- **Text passage**
Medieval plague survivors left us graffiti, court records and a lesson for COVID

Memories of pandemics are often contentious. They can be disputed, uncomfortable and politically charged. As the COVID-19 pandemic begins to feel more distant, governments, communities and families have started asking how it should be remembered.

Efforts range from personal memorials for lost loved ones to official commemoration programmes . Looking at how earlier societies remembered pandemics can help inform how we commemorate COVID-19 today.

The outbreak of plague in 1346-53, known as the Black Death , was one of the worst pandemics in recorded history. Between a third and two thirds of the medieval European population are thought to have died.

Plague did not disappear, however, and society suffered from repeated outbreaks of the disease in the centuries that followed . As my research demonstrates, despite its pervasive presence, plague may have become something of a taboo subject among survivors, though individual attempts at commemoration have been preserved.

- **Description of the task**
Carry on the article about how medieval plague survivors remembered the pandemic, picking up after its last sentence. The entries are separate material and have no connection to the article on plague memory.

- **Entries provided**
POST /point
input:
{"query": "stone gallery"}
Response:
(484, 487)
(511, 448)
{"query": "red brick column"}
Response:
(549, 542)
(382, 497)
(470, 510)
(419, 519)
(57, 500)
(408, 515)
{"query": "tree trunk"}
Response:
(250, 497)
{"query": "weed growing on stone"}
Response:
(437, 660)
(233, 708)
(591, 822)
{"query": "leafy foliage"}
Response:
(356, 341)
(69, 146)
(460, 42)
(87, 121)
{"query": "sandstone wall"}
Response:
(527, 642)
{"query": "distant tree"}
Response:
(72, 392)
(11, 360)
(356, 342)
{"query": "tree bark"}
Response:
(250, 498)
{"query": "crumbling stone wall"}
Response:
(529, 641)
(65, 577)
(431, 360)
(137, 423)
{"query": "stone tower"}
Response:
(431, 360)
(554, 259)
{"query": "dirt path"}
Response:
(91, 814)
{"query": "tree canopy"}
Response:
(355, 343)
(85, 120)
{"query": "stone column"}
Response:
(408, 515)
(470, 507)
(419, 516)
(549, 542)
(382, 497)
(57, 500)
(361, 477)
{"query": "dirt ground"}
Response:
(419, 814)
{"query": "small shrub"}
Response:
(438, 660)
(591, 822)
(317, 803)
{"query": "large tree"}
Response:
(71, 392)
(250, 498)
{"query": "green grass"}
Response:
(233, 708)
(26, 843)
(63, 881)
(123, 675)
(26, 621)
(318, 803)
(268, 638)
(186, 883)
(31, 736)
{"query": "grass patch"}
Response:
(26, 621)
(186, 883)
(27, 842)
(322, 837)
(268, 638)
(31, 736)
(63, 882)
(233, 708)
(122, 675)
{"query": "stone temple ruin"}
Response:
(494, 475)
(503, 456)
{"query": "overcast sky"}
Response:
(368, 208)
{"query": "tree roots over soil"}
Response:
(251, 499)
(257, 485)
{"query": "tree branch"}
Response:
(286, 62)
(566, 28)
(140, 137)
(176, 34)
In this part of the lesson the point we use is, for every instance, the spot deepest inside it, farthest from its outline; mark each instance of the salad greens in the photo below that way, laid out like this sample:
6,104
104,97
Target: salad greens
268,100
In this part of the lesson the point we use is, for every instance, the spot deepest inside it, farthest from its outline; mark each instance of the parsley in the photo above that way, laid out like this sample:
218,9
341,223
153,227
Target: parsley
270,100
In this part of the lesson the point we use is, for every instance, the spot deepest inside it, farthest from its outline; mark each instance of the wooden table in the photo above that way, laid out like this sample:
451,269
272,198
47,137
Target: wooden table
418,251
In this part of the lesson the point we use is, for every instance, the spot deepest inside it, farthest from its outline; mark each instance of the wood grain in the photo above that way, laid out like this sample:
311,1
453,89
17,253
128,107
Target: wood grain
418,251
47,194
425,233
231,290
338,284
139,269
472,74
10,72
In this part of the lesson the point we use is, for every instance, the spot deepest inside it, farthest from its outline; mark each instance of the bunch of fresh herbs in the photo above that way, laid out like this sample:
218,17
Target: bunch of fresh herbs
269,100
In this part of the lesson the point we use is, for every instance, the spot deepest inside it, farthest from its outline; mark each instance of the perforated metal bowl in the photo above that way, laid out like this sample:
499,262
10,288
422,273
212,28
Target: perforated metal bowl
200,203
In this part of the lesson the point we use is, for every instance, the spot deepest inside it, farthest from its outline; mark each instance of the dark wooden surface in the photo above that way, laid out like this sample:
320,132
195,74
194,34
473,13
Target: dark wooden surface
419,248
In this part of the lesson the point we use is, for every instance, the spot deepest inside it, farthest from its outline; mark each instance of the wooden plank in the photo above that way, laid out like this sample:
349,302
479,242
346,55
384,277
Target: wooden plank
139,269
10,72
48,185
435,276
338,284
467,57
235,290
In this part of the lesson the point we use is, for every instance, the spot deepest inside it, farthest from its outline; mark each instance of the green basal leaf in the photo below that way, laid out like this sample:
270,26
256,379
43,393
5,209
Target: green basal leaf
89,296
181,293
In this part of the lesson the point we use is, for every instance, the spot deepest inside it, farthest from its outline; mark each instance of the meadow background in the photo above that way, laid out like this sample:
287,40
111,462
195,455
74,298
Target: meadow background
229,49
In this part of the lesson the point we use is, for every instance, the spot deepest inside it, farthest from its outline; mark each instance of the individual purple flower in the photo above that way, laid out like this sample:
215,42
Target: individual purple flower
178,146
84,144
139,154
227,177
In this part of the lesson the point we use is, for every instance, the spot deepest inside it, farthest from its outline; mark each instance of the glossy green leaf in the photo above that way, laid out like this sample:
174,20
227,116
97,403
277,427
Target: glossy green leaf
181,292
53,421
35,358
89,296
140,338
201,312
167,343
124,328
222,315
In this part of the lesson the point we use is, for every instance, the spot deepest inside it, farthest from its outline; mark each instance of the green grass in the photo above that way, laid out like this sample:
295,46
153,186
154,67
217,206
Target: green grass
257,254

- **Answer space**
Taboo

One reason contemporaries avoided discussing plague was because it was believed the disease could be transmitted through imagination itself. People feared that thinking about plague might make it more likely to strike. In his chronicle written in the decade after the Black Death, the Carmelite friar Jean de Venette wrote that:

Such an enormous number of people died in 1348 and 1349 that nothing like it has been heard or seen or read about. And death and sickness came by imagination, or by contact with others and consequent contagion.

Others agreed that worrying about plague made people more likely to suffer from the disease. The medieval physician Bengt Knutsson advised people to “dread not death but live merrily and hope to live long”. To invoke plague, it seemed, was to invite it.

Trauma likely also played a significant role in the reluctance of some survivors to recall plague outbreaks. Those who lived through the Black Death witnessed horrors many may have preferred not to relive. So many people died that when cemeteries were full, huge trenches were reportedly excavated into which the deceased were placed in rows on top of each other. The Florentine chronicle of Marchionne di Coppo Stefani morbidly compared the layering of dirt and bodies in mass graves to “how one layers lasagna with cheese”. Some memories were better off buried.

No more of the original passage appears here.